** Provided records follows **

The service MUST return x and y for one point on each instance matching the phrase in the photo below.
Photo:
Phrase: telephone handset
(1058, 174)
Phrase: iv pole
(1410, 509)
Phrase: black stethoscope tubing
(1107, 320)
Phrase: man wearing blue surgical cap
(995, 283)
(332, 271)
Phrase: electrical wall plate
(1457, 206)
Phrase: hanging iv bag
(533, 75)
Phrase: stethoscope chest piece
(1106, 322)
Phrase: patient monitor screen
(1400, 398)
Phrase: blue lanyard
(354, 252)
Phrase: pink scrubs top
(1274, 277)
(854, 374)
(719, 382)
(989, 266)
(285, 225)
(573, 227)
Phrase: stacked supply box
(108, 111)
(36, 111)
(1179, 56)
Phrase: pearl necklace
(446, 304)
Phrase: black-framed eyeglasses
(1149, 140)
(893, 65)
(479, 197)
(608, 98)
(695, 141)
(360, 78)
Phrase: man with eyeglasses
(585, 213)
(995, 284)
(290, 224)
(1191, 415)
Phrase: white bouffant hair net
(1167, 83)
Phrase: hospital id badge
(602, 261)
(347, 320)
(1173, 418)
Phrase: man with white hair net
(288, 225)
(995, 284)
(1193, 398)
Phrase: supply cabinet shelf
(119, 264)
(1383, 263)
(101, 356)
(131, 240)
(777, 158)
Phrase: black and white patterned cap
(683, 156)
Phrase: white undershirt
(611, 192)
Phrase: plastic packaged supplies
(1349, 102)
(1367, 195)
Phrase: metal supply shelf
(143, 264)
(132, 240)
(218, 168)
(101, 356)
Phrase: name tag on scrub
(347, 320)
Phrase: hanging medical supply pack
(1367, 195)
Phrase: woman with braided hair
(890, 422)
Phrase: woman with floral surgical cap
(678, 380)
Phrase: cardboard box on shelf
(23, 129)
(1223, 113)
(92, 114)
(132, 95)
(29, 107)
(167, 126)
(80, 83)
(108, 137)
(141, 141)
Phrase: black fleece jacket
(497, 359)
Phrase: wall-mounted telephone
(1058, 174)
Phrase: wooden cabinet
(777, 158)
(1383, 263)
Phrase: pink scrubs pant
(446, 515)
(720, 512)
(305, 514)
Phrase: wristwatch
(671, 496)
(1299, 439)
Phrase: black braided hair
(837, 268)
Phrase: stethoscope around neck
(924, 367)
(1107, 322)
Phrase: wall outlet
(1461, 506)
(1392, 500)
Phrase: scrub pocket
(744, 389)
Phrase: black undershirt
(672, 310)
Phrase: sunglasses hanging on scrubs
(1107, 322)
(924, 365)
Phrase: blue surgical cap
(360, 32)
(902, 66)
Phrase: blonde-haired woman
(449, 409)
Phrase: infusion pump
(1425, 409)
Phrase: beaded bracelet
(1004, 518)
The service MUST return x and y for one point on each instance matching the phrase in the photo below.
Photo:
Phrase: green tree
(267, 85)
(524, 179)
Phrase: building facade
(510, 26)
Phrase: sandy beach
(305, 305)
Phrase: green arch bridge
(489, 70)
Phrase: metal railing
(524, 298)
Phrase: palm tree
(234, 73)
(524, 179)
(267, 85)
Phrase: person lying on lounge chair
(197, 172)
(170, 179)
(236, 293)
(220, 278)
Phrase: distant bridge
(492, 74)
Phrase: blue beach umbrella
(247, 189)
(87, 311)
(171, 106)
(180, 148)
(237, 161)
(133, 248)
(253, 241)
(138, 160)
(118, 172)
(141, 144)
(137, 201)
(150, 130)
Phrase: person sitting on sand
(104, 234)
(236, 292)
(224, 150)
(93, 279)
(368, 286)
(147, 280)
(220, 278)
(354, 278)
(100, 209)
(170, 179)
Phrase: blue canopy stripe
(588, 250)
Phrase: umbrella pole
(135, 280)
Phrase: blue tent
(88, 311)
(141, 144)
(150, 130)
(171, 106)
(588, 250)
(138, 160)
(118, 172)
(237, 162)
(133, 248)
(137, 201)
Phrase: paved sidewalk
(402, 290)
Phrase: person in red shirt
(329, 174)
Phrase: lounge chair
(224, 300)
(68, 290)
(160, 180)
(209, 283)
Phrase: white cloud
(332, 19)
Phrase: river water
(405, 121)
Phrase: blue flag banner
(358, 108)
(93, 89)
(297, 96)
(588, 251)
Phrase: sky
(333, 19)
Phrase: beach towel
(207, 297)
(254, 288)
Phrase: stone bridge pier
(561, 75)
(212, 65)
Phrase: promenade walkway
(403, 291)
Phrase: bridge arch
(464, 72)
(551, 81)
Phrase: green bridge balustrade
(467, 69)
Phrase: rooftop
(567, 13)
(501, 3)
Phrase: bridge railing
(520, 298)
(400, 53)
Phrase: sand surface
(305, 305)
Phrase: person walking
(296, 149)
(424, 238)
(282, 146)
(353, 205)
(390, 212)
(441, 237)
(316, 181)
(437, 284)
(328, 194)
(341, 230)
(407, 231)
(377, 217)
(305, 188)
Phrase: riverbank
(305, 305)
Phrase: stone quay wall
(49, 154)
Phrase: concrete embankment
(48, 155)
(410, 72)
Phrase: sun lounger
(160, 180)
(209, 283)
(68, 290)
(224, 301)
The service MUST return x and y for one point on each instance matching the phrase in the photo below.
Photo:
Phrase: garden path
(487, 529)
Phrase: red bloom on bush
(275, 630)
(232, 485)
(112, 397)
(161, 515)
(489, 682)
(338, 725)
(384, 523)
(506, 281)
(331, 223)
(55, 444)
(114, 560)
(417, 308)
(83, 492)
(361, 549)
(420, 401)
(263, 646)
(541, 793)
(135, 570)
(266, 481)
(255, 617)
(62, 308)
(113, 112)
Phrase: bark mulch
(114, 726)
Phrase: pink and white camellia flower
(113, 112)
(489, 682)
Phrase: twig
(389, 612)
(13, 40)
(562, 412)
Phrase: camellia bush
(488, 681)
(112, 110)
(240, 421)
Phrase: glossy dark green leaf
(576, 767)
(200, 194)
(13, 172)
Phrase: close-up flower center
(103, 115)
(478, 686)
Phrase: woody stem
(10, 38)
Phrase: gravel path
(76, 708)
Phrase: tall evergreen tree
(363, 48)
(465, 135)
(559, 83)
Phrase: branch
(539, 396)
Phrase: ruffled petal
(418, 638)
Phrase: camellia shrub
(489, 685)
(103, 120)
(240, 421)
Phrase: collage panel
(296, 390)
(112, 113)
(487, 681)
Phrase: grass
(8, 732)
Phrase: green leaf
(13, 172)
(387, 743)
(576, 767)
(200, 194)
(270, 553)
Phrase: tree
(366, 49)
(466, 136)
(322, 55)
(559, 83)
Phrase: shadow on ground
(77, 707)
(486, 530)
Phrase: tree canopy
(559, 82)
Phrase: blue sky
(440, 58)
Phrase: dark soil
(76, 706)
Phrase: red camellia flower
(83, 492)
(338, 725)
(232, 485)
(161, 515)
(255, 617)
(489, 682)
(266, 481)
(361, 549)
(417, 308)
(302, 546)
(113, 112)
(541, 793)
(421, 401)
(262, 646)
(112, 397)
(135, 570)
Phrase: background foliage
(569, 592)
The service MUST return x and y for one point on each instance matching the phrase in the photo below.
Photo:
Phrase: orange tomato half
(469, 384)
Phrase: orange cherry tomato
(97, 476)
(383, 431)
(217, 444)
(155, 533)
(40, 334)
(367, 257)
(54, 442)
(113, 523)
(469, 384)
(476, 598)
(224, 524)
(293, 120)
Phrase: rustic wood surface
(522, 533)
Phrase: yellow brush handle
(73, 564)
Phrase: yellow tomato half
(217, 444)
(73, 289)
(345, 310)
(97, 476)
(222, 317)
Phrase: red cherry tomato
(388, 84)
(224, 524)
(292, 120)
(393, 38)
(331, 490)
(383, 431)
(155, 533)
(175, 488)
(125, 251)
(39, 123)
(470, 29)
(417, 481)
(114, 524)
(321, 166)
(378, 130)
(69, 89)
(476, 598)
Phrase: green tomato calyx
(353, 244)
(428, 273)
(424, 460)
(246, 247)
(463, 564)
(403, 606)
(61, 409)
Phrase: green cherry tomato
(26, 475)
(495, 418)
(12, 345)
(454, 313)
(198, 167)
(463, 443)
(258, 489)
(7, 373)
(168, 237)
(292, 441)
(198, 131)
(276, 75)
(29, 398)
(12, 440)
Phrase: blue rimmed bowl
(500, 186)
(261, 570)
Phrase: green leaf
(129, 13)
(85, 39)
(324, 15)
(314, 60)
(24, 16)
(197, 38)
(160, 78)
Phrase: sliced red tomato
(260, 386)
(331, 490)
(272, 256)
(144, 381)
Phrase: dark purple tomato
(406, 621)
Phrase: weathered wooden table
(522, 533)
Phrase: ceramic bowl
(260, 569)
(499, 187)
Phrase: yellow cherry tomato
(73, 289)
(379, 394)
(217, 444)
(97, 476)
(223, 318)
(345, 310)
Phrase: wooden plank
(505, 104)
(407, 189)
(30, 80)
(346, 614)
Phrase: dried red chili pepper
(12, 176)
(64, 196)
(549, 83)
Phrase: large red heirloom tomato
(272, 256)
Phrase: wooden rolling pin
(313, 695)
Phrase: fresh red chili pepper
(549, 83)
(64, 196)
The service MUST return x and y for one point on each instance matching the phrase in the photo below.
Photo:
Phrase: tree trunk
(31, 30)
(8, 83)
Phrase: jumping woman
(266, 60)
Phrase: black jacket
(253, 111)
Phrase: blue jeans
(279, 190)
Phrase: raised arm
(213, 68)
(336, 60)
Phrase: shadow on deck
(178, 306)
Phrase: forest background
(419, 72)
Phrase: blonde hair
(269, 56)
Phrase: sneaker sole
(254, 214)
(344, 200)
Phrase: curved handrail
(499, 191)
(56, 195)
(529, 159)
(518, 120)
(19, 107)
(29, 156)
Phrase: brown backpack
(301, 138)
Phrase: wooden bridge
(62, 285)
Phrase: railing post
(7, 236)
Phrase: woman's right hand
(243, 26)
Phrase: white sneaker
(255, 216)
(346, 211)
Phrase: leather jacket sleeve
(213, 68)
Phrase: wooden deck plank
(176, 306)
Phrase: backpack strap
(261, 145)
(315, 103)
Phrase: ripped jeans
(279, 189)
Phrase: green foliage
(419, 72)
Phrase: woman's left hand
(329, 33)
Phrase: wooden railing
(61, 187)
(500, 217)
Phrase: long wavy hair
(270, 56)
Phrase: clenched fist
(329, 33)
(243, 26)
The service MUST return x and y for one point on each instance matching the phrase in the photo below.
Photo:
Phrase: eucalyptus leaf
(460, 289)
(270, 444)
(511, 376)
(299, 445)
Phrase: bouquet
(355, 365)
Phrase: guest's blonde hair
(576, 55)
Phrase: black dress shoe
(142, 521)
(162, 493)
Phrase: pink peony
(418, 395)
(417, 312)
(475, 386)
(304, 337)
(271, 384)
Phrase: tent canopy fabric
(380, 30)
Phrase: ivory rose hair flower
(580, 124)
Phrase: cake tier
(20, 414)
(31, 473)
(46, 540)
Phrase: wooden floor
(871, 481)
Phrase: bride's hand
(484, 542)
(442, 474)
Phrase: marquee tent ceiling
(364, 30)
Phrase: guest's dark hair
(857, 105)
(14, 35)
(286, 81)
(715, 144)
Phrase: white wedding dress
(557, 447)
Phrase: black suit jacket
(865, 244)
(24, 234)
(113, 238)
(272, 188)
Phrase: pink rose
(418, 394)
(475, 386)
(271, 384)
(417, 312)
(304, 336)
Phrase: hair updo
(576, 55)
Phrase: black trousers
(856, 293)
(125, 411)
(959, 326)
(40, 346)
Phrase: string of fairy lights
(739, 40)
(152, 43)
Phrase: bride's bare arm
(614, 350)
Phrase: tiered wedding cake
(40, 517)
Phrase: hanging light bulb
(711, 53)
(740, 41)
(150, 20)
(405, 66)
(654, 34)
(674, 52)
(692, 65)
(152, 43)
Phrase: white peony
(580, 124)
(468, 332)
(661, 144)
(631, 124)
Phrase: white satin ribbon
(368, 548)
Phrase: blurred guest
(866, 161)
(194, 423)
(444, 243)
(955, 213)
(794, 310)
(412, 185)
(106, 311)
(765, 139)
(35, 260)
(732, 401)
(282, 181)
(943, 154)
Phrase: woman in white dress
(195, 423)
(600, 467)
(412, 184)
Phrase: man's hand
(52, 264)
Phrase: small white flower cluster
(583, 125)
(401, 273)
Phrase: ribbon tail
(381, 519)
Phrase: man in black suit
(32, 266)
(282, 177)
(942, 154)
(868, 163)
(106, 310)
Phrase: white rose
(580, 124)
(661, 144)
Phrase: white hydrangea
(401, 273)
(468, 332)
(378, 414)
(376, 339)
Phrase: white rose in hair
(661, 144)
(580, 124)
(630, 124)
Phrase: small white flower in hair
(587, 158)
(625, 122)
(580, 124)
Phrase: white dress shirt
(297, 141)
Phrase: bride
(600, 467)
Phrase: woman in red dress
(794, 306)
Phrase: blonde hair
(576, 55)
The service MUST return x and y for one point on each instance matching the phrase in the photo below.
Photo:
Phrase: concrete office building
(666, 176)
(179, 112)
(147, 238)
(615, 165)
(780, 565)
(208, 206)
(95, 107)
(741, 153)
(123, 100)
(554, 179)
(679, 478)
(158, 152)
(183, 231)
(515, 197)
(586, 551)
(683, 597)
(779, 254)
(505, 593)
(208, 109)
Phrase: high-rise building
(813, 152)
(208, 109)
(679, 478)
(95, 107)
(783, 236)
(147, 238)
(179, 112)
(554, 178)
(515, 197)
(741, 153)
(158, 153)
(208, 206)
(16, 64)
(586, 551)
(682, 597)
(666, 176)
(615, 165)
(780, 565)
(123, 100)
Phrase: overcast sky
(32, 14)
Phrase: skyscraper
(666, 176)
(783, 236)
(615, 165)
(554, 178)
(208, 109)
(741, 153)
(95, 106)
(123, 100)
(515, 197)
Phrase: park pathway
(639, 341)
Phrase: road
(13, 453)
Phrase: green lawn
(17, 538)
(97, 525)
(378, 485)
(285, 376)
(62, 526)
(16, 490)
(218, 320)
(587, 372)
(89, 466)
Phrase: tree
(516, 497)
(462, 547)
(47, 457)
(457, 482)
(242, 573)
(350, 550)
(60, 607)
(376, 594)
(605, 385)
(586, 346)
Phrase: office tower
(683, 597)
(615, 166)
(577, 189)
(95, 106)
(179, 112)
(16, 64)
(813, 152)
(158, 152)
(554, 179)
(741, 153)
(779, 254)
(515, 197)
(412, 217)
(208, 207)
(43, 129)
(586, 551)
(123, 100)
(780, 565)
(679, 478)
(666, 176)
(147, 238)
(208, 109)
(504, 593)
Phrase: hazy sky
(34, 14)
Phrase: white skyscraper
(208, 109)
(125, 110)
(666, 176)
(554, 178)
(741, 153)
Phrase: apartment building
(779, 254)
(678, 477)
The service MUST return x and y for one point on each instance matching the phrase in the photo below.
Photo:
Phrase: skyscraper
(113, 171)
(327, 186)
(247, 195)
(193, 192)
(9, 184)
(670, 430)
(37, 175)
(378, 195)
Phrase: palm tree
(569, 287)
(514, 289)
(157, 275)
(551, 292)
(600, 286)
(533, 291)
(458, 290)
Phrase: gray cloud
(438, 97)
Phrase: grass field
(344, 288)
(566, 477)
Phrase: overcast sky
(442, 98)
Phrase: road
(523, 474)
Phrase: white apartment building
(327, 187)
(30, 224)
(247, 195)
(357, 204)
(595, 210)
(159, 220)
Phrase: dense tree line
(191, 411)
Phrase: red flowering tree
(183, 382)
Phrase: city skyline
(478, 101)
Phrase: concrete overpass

** End of Provided records **

Exercise goal:
What you give back should be the lines from the one with "Phrase: white apartment building" to the end of the data, copied exactly, both ends included.

Output for this exercise:
Phrase: white apartment building
(327, 187)
(30, 224)
(247, 195)
(357, 204)
(595, 210)
(159, 220)
Phrase: dense tree line
(191, 411)
Phrase: red flowering tree
(183, 382)
Phrase: city skyline
(478, 101)
Phrase: concrete overpass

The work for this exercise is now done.